■ **WORK REQUIRED**: With the line that contains "Where can the green moss" as the final line, return every line from the start of the data below exactly.

◇ ◇ ◇ ◇ ◇ ◇ ◇

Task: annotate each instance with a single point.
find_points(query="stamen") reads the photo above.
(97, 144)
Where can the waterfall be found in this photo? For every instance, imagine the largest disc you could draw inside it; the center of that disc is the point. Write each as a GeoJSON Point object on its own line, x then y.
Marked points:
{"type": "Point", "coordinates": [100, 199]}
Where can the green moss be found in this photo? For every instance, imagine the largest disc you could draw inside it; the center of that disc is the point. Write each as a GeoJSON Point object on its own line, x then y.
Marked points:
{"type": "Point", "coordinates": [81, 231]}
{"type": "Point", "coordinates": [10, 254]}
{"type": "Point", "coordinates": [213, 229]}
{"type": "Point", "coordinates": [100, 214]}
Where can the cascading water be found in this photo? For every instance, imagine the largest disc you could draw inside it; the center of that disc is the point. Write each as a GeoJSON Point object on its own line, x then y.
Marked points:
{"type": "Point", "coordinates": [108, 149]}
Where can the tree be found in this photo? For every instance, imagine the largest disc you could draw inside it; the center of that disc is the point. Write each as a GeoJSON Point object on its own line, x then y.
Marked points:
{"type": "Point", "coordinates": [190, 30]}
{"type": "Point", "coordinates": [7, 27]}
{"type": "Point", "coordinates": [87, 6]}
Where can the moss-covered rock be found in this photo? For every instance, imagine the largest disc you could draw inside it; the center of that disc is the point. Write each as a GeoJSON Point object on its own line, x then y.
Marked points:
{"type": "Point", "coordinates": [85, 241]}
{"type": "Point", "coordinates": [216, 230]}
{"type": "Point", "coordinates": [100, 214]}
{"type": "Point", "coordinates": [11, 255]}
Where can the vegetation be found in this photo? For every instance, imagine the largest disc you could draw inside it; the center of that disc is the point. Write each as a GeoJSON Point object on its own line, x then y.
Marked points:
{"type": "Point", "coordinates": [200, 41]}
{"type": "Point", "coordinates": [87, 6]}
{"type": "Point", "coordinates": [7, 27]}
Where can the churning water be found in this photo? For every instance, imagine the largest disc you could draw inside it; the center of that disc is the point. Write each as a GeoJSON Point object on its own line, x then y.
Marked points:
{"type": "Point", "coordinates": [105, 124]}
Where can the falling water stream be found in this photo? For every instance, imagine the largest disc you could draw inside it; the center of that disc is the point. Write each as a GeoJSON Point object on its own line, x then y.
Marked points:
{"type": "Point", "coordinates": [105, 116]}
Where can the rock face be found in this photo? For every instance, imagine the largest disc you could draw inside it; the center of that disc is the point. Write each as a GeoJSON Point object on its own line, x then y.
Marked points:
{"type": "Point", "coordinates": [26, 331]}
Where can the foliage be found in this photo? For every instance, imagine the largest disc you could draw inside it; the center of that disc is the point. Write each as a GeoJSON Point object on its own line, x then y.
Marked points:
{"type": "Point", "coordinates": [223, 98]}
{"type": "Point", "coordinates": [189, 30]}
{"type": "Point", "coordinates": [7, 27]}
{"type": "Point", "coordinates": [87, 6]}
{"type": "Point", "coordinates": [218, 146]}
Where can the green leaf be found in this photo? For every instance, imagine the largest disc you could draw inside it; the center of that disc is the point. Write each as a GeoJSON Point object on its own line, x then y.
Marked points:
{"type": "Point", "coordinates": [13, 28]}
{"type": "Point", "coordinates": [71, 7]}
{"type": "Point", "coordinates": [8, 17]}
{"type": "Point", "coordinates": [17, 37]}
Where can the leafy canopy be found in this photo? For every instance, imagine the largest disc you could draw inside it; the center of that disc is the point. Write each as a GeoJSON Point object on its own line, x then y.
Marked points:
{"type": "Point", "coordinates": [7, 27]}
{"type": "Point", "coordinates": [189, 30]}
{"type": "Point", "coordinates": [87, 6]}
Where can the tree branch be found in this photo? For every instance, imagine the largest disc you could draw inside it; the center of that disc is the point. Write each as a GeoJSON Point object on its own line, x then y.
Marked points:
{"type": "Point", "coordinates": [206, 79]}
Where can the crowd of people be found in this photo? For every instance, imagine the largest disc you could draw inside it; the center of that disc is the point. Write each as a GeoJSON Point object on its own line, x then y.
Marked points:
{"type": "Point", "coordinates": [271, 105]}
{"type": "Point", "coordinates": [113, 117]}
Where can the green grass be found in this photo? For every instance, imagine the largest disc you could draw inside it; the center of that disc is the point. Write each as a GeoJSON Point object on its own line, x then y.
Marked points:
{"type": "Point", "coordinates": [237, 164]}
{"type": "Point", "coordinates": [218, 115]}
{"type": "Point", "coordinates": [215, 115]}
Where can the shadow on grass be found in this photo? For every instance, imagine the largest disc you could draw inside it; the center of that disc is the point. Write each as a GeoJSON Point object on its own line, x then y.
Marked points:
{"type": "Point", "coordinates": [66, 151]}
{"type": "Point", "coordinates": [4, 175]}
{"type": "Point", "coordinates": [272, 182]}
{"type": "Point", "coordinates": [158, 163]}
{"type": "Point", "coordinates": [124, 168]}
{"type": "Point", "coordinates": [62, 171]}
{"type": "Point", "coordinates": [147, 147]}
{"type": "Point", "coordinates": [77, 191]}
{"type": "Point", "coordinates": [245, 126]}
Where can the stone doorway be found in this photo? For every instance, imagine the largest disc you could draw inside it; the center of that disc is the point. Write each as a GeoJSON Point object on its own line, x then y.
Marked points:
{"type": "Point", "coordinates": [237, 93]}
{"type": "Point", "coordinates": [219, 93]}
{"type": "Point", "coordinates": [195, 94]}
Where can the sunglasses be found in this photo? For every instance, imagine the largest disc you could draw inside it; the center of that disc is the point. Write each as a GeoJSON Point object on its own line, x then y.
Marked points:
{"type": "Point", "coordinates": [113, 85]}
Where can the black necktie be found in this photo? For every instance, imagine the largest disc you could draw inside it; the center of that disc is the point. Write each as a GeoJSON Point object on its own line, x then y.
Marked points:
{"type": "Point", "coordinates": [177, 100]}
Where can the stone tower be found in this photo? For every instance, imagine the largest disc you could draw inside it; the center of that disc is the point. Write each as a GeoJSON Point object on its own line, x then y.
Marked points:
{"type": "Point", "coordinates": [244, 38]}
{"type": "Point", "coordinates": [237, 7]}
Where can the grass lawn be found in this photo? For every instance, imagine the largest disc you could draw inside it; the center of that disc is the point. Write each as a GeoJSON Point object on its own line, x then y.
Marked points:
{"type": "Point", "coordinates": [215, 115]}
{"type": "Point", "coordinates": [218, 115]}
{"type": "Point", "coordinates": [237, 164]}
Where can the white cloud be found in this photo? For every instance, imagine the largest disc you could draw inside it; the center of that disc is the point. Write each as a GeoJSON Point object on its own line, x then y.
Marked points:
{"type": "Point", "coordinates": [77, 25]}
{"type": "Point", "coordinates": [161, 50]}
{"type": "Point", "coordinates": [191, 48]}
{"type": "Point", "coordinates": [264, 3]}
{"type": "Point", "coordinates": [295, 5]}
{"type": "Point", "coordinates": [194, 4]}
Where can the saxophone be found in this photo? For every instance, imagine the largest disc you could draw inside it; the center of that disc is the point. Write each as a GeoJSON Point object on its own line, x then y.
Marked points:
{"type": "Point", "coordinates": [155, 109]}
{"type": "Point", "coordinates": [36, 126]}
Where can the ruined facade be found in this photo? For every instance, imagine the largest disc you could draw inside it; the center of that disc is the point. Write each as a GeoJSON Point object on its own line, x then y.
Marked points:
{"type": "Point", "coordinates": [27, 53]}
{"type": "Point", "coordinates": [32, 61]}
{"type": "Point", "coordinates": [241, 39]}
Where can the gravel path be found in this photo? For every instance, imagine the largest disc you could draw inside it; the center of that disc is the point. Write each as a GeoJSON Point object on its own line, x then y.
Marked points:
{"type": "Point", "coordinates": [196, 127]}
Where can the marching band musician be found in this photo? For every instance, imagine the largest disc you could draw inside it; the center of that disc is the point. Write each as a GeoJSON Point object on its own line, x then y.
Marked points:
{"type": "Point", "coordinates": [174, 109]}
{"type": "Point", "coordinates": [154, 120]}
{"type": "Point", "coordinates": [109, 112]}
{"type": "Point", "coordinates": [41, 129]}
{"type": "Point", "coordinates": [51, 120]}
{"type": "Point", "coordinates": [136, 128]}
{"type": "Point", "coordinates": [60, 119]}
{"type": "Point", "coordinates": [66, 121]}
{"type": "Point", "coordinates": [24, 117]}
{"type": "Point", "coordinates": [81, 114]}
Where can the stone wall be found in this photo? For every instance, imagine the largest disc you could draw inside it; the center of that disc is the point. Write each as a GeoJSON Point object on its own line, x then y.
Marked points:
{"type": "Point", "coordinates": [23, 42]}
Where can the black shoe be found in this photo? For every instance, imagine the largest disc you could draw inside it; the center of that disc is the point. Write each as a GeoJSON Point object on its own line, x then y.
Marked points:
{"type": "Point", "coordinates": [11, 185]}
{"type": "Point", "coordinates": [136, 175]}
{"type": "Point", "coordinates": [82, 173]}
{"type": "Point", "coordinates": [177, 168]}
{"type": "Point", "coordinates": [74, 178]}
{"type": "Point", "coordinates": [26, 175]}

◇ ◇ ◇ ◇ ◇ ◇ ◇

■ **OUTPUT OF THE EXERCISE**:
Task: annotate each instance with a single point.
find_points(query="stamen") reads the photo above.
(97, 144)
Where can the waterfall be found in this photo? For every instance, imagine the largest disc you could draw inside it; the center of that disc is the point. Write each as a GeoJSON Point object on its own line, x then y.
Marked points:
{"type": "Point", "coordinates": [100, 199]}
Where can the green moss be found in this photo? For every instance, imagine the largest disc you could draw inside it; the center of that disc is the point. Write each as a GeoJSON Point object on its own line, x then y.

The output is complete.